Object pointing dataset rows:
start
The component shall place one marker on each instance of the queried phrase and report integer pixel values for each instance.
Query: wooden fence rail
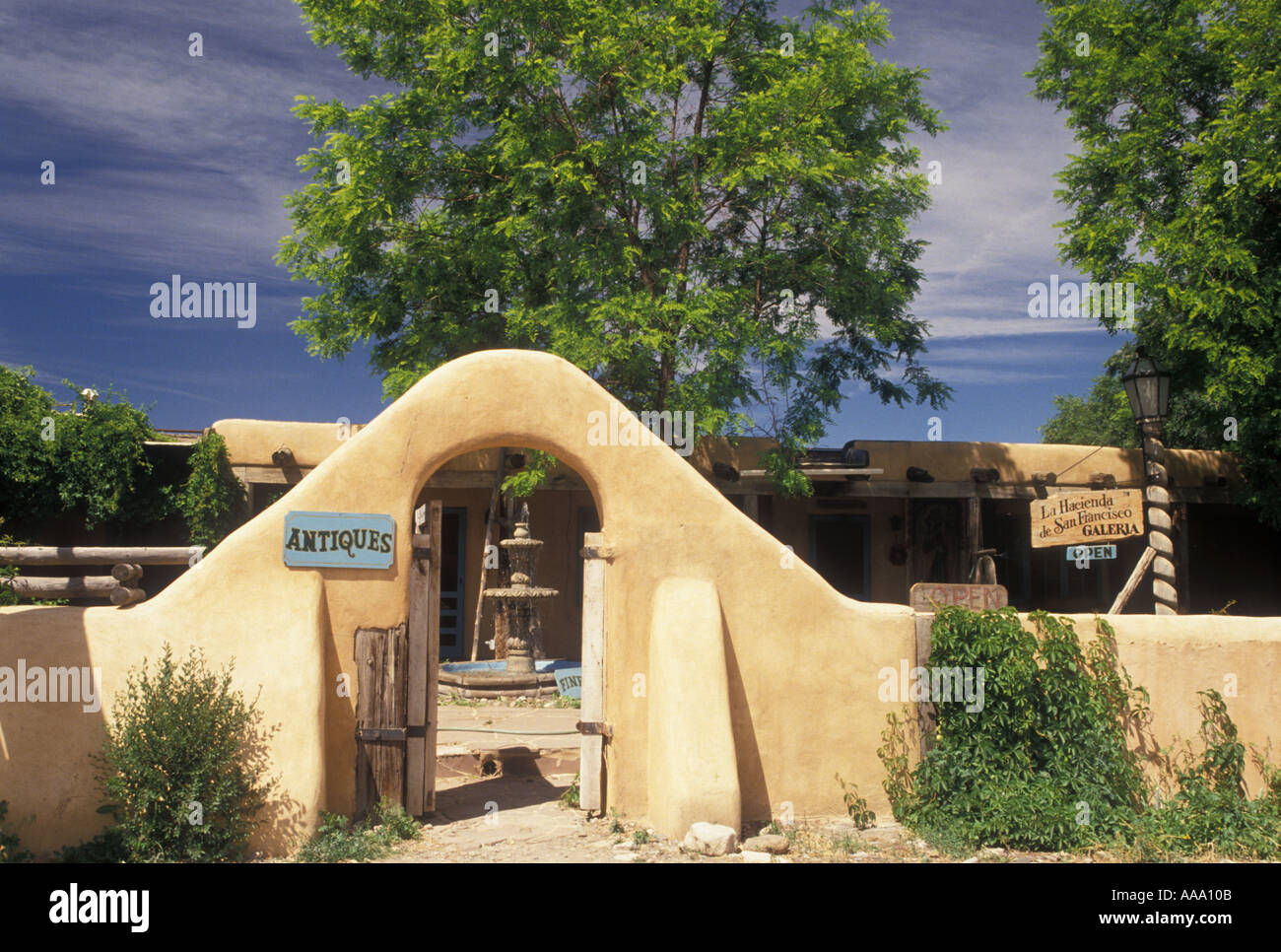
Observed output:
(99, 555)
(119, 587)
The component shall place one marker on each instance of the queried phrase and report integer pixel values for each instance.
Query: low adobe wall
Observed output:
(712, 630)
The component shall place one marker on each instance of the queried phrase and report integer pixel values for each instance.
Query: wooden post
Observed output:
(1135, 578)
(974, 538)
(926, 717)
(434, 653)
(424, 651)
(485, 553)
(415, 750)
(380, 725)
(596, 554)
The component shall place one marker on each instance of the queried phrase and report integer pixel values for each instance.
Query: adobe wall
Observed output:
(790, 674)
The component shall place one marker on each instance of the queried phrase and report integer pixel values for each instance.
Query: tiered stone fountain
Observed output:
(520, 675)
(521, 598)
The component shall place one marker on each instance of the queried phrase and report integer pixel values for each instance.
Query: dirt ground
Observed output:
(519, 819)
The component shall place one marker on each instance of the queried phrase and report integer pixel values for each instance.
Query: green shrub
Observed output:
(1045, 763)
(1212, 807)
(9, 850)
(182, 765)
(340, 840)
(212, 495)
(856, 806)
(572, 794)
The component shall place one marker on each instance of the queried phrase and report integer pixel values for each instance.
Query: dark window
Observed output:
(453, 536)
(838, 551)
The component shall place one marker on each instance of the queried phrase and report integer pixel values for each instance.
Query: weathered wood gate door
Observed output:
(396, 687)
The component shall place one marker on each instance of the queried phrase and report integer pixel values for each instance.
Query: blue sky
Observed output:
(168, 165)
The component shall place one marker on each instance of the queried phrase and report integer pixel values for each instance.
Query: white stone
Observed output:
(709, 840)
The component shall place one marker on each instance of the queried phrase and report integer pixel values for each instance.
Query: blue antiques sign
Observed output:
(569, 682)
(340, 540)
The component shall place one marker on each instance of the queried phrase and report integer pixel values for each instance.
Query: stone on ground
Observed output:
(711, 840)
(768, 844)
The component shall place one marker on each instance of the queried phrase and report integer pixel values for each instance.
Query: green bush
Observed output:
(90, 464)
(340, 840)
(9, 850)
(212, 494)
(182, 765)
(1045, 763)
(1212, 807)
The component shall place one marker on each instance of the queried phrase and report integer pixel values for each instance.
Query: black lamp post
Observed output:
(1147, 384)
end
**Requirements:** Give the data again exactly as written, with all pictures left out.

**Exercise response:**
The component shall place one marker on each instance of the queried phrase and report integer pixel values for each instance.
Query: wooden fence rail
Observed output:
(99, 555)
(119, 587)
The component shall place one marker on each instance of the queried phrase and report integer pixel values for each instance.
Query: low adobe wall
Observed output:
(712, 630)
The component shall place one marker on each instance of the queried phrase and report integer pixel values for each instance.
Query: wooden post
Observed output:
(1135, 578)
(974, 538)
(926, 717)
(434, 653)
(424, 651)
(485, 553)
(415, 750)
(380, 725)
(596, 554)
The component shall place one marker on each instance of the queried phrase and report integer pixel values for each instance.
Query: adobe wall
Observed output:
(790, 674)
The component shall place one marker on each instance of the queried phrase and report integer pixel values for each instance.
Query: tiered stone fountain
Observed output:
(520, 675)
(521, 598)
The component shall place one marker on each instance of the queried phrase and report integer pixel values for each instance.
Query: dirt ground
Observed output:
(519, 819)
The component shall place one marker on each instance of the queried phrase and report integer pixel values for each instance.
Query: green shrub
Observed output:
(1045, 763)
(1212, 807)
(9, 850)
(182, 765)
(340, 840)
(212, 495)
(856, 806)
(572, 794)
The component shall place one marker on each instance of the queried phrase and report integer pixel values for each instance.
Query: dark window
Observed output:
(453, 536)
(838, 551)
The component shall place one marker on each instance of the queried phrase and report integer pixel values for each instance.
Query: weathered wood gate door
Observed output:
(396, 687)
The component shall place one marker on each instance of the queried phrase and report integer pixel values for each instance.
Query: blue sky
Observed output:
(168, 165)
The component shall place one marker on each instance of the queried phrase and report integer pixel values for each instance.
Query: white stone
Observed output:
(709, 840)
The component shall place one marker on each instance of the queried phrase and report integer pixel values for each instance.
Query: blue antiques sign
Observed output:
(569, 682)
(340, 540)
The component shall place one marker on each instance of the queried phrase and report integer pixel values for each instance.
Query: stone on ground
Observed output:
(711, 840)
(768, 844)
The component shall place one marker on each instance of the queried phrase and report integer pixel values for each instance.
Query: green bush
Observed output:
(90, 464)
(340, 840)
(9, 850)
(212, 494)
(182, 765)
(1045, 763)
(1212, 807)
The component shall place one marker on each instance of the queried phrase and report integer pixel values for each instance.
Query: black lamp post
Observed output:
(1147, 384)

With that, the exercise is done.